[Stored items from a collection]
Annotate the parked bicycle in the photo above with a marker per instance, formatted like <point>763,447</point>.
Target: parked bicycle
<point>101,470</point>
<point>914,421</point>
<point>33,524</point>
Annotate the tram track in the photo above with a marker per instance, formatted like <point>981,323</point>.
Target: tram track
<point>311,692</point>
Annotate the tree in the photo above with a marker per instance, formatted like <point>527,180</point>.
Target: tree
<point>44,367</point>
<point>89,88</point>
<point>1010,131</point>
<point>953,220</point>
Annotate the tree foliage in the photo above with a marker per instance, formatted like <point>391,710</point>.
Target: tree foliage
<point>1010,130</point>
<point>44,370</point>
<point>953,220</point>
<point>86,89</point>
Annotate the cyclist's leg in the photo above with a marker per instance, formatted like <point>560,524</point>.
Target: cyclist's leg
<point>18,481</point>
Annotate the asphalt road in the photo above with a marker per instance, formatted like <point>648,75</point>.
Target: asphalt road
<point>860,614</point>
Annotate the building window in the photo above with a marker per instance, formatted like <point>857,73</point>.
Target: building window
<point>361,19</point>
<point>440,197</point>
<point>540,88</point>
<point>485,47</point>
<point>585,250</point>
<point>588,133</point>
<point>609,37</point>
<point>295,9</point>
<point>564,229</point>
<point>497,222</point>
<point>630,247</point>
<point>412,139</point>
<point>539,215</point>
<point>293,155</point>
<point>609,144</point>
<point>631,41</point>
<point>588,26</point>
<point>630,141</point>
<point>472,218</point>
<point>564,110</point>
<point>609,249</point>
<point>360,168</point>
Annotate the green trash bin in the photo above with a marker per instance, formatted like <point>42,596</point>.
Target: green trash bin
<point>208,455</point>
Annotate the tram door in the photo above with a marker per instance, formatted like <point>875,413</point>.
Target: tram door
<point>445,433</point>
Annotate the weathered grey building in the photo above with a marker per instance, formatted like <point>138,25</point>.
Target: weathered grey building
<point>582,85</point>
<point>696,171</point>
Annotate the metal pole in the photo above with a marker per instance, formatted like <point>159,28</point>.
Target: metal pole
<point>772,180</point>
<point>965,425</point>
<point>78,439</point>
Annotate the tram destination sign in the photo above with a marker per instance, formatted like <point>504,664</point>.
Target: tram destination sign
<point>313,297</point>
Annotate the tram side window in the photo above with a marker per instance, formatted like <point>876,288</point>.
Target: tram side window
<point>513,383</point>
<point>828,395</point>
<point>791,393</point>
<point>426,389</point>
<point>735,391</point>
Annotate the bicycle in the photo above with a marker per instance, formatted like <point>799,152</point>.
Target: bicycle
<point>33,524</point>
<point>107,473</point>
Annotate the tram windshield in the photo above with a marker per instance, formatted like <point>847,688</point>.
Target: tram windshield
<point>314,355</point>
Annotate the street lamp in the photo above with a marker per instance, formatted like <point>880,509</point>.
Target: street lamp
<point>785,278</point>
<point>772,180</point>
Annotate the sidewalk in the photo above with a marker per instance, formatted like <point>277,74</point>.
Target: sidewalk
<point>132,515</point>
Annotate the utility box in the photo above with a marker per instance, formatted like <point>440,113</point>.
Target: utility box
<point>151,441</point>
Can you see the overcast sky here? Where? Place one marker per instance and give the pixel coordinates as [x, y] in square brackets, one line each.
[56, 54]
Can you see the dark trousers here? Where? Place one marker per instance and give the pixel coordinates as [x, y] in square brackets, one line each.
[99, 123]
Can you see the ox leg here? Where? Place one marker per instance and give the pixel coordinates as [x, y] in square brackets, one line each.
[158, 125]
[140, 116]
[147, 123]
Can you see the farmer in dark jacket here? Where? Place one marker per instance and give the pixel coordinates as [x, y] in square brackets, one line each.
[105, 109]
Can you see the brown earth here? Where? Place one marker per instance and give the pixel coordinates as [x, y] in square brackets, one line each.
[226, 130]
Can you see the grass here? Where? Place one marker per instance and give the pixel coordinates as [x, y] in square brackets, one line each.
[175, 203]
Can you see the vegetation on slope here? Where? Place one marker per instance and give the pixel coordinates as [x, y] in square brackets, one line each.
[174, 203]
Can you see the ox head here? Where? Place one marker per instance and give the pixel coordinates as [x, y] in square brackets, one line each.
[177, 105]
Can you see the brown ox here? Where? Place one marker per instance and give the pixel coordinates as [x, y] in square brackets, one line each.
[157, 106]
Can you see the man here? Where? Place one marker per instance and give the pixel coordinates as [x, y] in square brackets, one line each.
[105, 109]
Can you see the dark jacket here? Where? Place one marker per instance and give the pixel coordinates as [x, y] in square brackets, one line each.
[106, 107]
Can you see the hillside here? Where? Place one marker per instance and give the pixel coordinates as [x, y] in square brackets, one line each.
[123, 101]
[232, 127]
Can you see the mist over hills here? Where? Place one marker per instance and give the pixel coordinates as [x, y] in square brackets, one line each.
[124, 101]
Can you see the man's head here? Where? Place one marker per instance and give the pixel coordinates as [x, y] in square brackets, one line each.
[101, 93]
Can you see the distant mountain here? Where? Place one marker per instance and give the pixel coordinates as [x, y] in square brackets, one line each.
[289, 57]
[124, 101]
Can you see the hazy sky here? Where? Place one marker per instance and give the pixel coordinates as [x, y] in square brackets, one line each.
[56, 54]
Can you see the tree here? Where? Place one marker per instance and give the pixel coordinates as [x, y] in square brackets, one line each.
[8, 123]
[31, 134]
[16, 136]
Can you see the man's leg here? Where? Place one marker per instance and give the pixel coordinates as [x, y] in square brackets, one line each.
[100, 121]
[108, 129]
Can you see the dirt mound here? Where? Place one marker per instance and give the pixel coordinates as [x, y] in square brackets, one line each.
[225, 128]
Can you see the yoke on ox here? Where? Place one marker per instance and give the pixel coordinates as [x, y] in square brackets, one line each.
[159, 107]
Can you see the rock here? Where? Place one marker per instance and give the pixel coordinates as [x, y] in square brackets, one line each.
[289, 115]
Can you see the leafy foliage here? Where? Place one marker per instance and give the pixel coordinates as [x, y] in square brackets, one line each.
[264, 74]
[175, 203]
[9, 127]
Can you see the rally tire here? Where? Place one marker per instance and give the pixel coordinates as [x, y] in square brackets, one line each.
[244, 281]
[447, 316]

◆ WHAT NEEDS TO BE DONE ◆
Rewrite every entry above with "marker per instance" changed to "dot per instance", keeping everything else the same.

◆ SOLUTION FOR THIS EXERCISE ◆
Annotate the parked bicycle in the photo above with a dot per instance, formatted like <point>763,447</point>.
Target: parked bicycle
<point>101,470</point>
<point>914,421</point>
<point>33,524</point>
Annotate the tram track in the photo above with a dot per instance, formatted like <point>981,323</point>.
Target: tram track
<point>311,692</point>
Annotate the tree in the photo above with a dot per instance, formatted like <point>527,180</point>.
Target: tree
<point>44,367</point>
<point>89,88</point>
<point>1010,131</point>
<point>953,220</point>
Annotate the tree foliage in the photo above with a dot per instance, formatted like <point>391,710</point>.
Target: tree foliage
<point>1010,130</point>
<point>44,370</point>
<point>953,220</point>
<point>86,89</point>
Annotate the cyclist's leg in the photo above with a dot per instance, formatted like <point>560,524</point>.
Target: cyclist's leg
<point>18,481</point>
Annotate the asphalt road in the photo above with a dot per instance, formatted like <point>648,75</point>.
Target: asphalt road
<point>860,614</point>
Annotate the building window in the photo above with a dot per instance, formatted like <point>857,73</point>.
Target: building window
<point>361,19</point>
<point>440,197</point>
<point>540,88</point>
<point>485,47</point>
<point>585,250</point>
<point>588,133</point>
<point>609,37</point>
<point>295,9</point>
<point>564,229</point>
<point>497,222</point>
<point>630,247</point>
<point>412,139</point>
<point>539,215</point>
<point>293,155</point>
<point>609,144</point>
<point>631,41</point>
<point>588,26</point>
<point>630,141</point>
<point>472,218</point>
<point>564,110</point>
<point>609,249</point>
<point>360,168</point>
Annotate the green trash bin in the photo above with a dot per instance, formatted like <point>42,596</point>.
Target: green trash bin
<point>208,455</point>
Annotate the tram door in the photo above with a dot per instance, formatted like <point>875,413</point>.
Target: tram door
<point>445,433</point>
Annotate the weathered grey building in the photo above with a dot per instance, formatted like <point>138,25</point>.
Target: weathered grey building
<point>582,85</point>
<point>696,171</point>
Annotate the metal pole in the photo above with a dot per instance, formatted like <point>159,28</point>.
Target: metal pole
<point>772,180</point>
<point>965,425</point>
<point>78,439</point>
Annotate the tram destination sign in the photo above with a dot per instance, formatted like <point>504,664</point>.
Target: tram destination sign
<point>313,297</point>
Annotate the tram side window in the photo above with a dot per instance, formatted like <point>876,288</point>.
Target: tram side window
<point>513,383</point>
<point>828,395</point>
<point>791,393</point>
<point>426,389</point>
<point>735,391</point>
Annotate the bicycle in the photo above with a dot per instance, formatted like <point>799,152</point>.
Target: bicycle
<point>33,524</point>
<point>107,473</point>
Annotate the tram windshield in the photo above with a dot per instance, formatted like <point>847,688</point>.
Target: tram windshield
<point>314,355</point>
Annotate the street lamp in the photo above with a dot per instance, formatted like <point>880,509</point>.
Target: street lamp
<point>785,278</point>
<point>772,180</point>
Annotate the sidewalk in the photo above with a dot per instance, formatted like <point>277,74</point>.
Target: sidewalk
<point>132,515</point>
Annotate the utility box in the photo above with a dot per instance, formatted like <point>440,113</point>.
Target: utility box
<point>151,441</point>
Can you see the overcast sky here? Where? Place one dot per instance and give the pixel coordinates as [x, y] in square brackets, one line each.
[56, 54]
Can you see the dark trousers here? Where? Place one dot per instance and give the pixel coordinates as [x, y] in square brackets, one line each.
[99, 123]
Can you see the ox leg here? Where? Place one dot per instance and give the pixel coordinates as [x, y] in square brackets, one line each.
[158, 125]
[140, 116]
[147, 123]
Can you see the farmer in dark jacket here? Where? Place one dot per instance and give the pixel coordinates as [x, y] in square brackets, one line each.
[105, 109]
Can you see the brown earth here? Where? Place one dot per instance and give the pixel coordinates as [x, y] in square brackets, one line each.
[226, 130]
Can you see the grass here? Where? Place one dot per instance and give the pixel coordinates as [x, y] in square brackets, one line each.
[175, 203]
Can you see the vegetation on slope here? Where? Place one dot per instance and give the pixel coordinates as [x, y] in square brackets, one line each.
[174, 203]
Can you see the ox head here? Where? Place one dot per instance and give the pixel coordinates as [x, y] in square brackets, one line each.
[177, 105]
Can you see the brown ox here? Where? Place one dot per instance and give the pixel coordinates as [x, y] in square brackets, one line each.
[157, 106]
Can you see the man here? Where? Place one dot per instance and give the pixel coordinates as [x, y] in square brackets, one line each.
[105, 109]
Can you see the dark jacket here? Where? Place one dot per instance and give the pixel coordinates as [x, y] in square brackets, one line each.
[106, 107]
Can you see the hillside here? Where? Place one dot per instance and give the pixel coordinates as [x, y] in square brackets, one line each.
[123, 101]
[232, 127]
Can you see the mist over hills here? Where? Place one dot per instance and give the pixel coordinates as [x, y] in square brackets, one line each.
[124, 101]
Can you see the man's head here? Where? Place one dot per instance and give the pixel coordinates as [x, y] in square brackets, one line each.
[101, 93]
Can you see the distant mountain here? Where? Place one dot per instance and give the pixel coordinates as [x, y] in square brackets, one line each.
[289, 57]
[124, 101]
Can you see the hazy sky here? Where? Place one dot per instance and give the pixel coordinates as [x, y] in square brackets, one line each.
[56, 54]
Can you see the tree here? Where? Place one dot per instance and give the pixel coordinates as [x, y] in square brackets, one line each.
[8, 123]
[31, 134]
[16, 136]
Can you see the man's leg here? Where? Place one dot per instance and give the pixel coordinates as [x, y] in square brackets, one line each.
[100, 121]
[108, 129]
Can you see the dirt mound here? Where? Place one dot per instance and give the pixel coordinates as [x, y] in square brackets, one line each.
[225, 128]
Can you see the yoke on ox here? Where? Place one dot per instance and give the pixel coordinates as [x, y] in square brackets, one line each.
[159, 107]
Can you see the rock here? Where? Place one dot per instance and give the pixel coordinates as [x, y] in square brackets, one line each.
[289, 115]
Can you see the leafy foliage here? Where? Place one dot per instance and give the pixel coordinates as [x, y] in square brackets, one line each.
[264, 74]
[175, 203]
[9, 127]
Can you see the rally tire here? Where? Place one dot per instance and give the pixel coordinates as [x, y] in square brackets, one line each.
[244, 281]
[447, 316]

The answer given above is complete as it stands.